■ Given request:
Copy out each line exactly; pictures stay out of the copy.

-------- Information supplied

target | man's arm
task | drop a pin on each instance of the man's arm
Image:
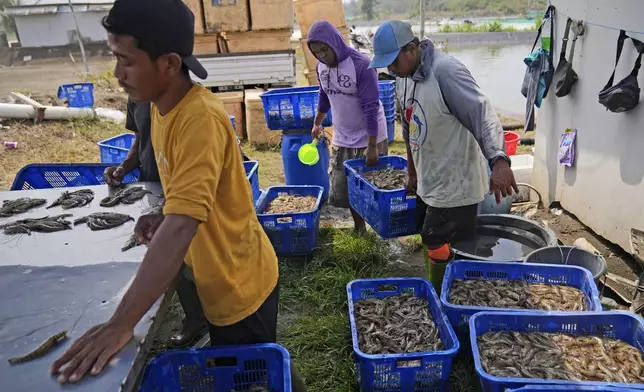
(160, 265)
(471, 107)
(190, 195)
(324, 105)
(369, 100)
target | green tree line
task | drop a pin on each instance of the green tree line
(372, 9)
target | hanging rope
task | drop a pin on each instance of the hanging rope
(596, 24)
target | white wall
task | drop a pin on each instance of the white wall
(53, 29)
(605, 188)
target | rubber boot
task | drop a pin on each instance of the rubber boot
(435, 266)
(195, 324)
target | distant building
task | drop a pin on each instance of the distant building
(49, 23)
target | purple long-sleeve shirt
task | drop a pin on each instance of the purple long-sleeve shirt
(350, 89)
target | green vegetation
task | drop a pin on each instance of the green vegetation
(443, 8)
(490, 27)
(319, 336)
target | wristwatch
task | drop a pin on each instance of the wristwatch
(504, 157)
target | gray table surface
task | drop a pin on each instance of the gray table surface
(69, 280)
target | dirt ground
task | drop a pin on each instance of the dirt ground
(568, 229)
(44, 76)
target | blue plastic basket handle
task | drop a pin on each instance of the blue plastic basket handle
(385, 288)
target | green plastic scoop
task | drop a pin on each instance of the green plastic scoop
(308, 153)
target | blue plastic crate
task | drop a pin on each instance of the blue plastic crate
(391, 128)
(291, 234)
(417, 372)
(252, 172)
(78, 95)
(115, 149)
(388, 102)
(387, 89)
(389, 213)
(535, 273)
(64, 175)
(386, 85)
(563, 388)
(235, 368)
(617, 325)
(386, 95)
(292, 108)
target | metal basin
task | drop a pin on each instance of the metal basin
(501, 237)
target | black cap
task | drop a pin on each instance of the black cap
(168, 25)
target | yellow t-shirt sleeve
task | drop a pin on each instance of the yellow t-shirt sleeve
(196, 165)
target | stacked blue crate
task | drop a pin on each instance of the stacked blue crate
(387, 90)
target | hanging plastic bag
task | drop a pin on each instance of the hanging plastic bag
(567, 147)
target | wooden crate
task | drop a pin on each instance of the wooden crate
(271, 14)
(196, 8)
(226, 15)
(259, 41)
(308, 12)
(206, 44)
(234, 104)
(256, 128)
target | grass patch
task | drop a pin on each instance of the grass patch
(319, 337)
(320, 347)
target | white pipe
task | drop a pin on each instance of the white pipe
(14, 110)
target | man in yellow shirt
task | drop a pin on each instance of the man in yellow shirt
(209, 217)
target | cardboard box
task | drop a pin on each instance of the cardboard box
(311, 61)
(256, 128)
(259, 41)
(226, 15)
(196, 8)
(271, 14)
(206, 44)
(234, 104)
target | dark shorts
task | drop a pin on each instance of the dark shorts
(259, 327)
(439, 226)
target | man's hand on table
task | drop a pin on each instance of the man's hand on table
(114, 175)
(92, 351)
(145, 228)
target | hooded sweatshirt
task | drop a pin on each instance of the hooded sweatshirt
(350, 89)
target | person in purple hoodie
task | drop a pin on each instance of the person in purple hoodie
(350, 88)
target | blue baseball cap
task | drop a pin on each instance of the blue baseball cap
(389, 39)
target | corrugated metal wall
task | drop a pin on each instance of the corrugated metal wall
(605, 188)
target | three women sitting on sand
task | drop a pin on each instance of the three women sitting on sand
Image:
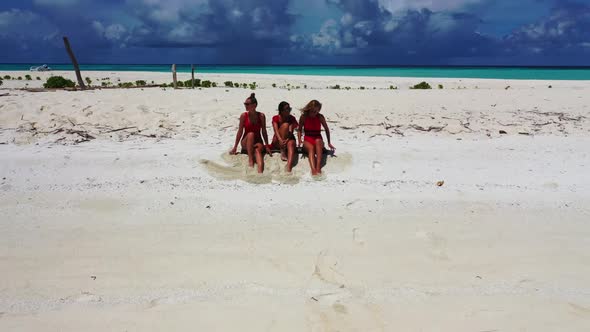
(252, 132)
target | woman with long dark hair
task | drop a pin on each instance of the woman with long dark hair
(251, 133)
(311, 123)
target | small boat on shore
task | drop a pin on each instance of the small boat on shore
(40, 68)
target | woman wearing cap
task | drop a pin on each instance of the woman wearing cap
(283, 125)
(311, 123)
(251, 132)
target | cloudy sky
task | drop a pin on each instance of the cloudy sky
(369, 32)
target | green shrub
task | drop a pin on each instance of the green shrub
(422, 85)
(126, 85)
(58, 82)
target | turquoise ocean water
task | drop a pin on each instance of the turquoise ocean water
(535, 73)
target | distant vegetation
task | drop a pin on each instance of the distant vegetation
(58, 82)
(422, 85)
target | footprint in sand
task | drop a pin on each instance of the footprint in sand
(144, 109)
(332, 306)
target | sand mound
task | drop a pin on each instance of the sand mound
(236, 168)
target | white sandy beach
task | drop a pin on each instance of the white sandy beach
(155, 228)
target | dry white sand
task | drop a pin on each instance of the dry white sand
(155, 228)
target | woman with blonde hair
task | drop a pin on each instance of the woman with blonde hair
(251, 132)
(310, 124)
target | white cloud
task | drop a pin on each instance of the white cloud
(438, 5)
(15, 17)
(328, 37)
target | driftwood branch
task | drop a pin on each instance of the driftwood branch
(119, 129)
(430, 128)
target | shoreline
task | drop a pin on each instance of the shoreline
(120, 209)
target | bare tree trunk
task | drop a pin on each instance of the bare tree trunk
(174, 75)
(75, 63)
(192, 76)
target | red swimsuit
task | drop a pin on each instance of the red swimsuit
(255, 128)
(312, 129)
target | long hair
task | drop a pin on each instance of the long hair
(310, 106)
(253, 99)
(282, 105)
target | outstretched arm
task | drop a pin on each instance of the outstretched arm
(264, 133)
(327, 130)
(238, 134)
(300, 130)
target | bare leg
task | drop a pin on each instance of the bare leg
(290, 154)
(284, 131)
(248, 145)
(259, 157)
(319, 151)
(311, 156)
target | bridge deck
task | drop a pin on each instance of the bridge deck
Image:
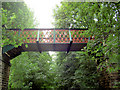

----------------

■ Response:
target | man's arm
task | drop a pin on each instance of the man's arm
Image:
(160, 265)
(471, 107)
(190, 195)
(324, 105)
(369, 100)
target | green tree line
task | drop a pin on each instance of the green tree line
(372, 9)
target | hanging rope
task | drop a pin on each instance of the hanging rope
(596, 24)
target | white wall
task | drop a pin on each instance of the white wall
(53, 29)
(605, 188)
target | rubber boot
task | drop a pin on each instance of the rubber boot
(435, 266)
(195, 324)
target | distant building
task | drop a pin on each instance of the distant building
(49, 23)
target | purple long-sleeve shirt
task | drop a pin on each instance of the purple long-sleeve shirt
(350, 89)
target | green vegetation
task | drop a pin on each instance of the green vegetation
(443, 8)
(490, 27)
(319, 336)
target | wristwatch
task | drop a pin on each instance of the wristwatch
(504, 157)
target | gray table surface
task | drop a pin on each instance of the gray table surface
(69, 280)
target | dirt ground
task | drop a pin on each instance of the dirt ground
(568, 229)
(44, 76)
target | blue plastic basket handle
task | drop a pin on each instance of the blue plastic basket handle
(385, 288)
target | green plastic scoop
task | drop a pin on each instance of the green plastic scoop
(308, 153)
target | blue plastic crate
task | drop a pin on each instance of the blue plastic crate
(391, 128)
(291, 234)
(417, 372)
(252, 172)
(78, 95)
(115, 149)
(388, 102)
(387, 89)
(389, 213)
(535, 273)
(64, 175)
(386, 85)
(563, 388)
(235, 368)
(617, 325)
(386, 95)
(292, 108)
target | metal basin
task | drop a pin on each instance of the metal basin
(501, 237)
target | black cap
task | drop a pin on each instance of the black cap
(168, 25)
target | yellow t-shirt sleeve
task | drop a pin on each instance of the yellow t-shirt sleeve
(196, 165)
target | stacked blue crate
task | drop a pin on each instance of the stacked blue crate
(387, 90)
target | hanging plastic bag
task | drop a pin on each instance of the hanging plastic bag
(567, 147)
target | wooden crate
task | drop a pin on each instance of the wooden crate
(271, 14)
(196, 8)
(226, 15)
(259, 41)
(308, 12)
(206, 44)
(234, 104)
(256, 128)
target | grass patch
task | drop a pin on each instance of the grass patch
(319, 337)
(320, 347)
target | white pipe
task | drop a pin on each instance of the white pipe
(14, 110)
target | man in yellow shirt
task | drop a pin on each instance of the man in yellow shirt
(209, 217)
target | cardboard box
task | drop a pin on each instance of the cardboard box
(311, 61)
(256, 128)
(259, 41)
(226, 15)
(196, 8)
(271, 14)
(206, 44)
(234, 104)
target | dark shorts
task | drop a pin on each instance of the dark shorts
(259, 327)
(439, 226)
target | man's hand on table
task | drop a pin on each instance of the man's hand on table
(114, 175)
(92, 351)
(145, 228)
target | hooded sweatshirt
task | drop a pin on each instance of the hooded sweatshirt
(350, 89)
target | person in purple hoodie
task | drop a pin on each instance of the person in purple hoodie
(350, 88)
target | blue baseball cap
task | drop a pin on each instance of the blue baseball cap
(389, 39)
target | corrugated metal wall
task | drop a pin on each instance of the corrugated metal wall
(605, 188)
target | three women sitting on sand
task | drop a pin on each instance of the three women sitting on sand
Image:
(252, 132)
target | woman with long dark hair
task | drop a pin on each instance of the woman with long dark hair
(251, 133)
(311, 123)
target | small boat on shore
task | drop a pin on each instance of the small boat on shore
(40, 68)
target | woman wearing cap
task | drop a pin on each instance of the woman wearing cap
(283, 125)
(311, 123)
(251, 132)
target | cloudy sky
task | drop a pin on each instance of the cloudy sky
(369, 32)
target | green shrub
task | drop a pin on each instance of the green shrub
(422, 85)
(126, 85)
(58, 82)
target | turquoise ocean water
task | drop a pin on each instance of the turquoise ocean water
(535, 73)
target | distant vegetation
task | drop a pin on each instance of the distant vegetation
(58, 82)
(422, 85)
target | footprint in sand
task | drop a pin on each instance of the footprint in sand
(144, 109)
(332, 306)
target | sand mound
task | drop a pin on each instance of the sand mound
(236, 168)
target | white sandy beach
task | drop a pin on each instance of the white sandy beach
(155, 228)
target | dry white sand
task | drop a pin on each instance of the dry white sand
(155, 228)
target | woman with blonde hair
task | drop a pin on each instance of the woman with blonde hair
(251, 132)
(310, 124)
target | white cloud
task | drop a pin on each instance of the white cloud
(438, 5)
(15, 17)
(328, 37)
target | driftwood branch
task | drop a pin on each instance of the driftwood branch
(119, 129)
(430, 128)
target | shoreline
task | drop a pin on each instance of the shoreline
(120, 209)
target | bare tree trunk
task | drop a pin on each instance of the bare tree trunk
(174, 75)
(75, 63)
(192, 76)
target | red swimsuit
task | drop a pin on each instance of the red swimsuit
(255, 128)
(312, 129)
target | long hair
task | drop a pin on each instance of the long hair
(310, 106)
(253, 99)
(282, 105)
target | outstretched arm
task | drop a pin on each instance of the outstretched arm
(264, 133)
(327, 130)
(238, 134)
(300, 130)
target | bare leg
task | drop a pin on each instance of the bare leg
(290, 154)
(284, 131)
(248, 145)
(259, 157)
(319, 151)
(311, 156)
target | bridge deck
task | drop a pin on each instance of the bridge deck
Image:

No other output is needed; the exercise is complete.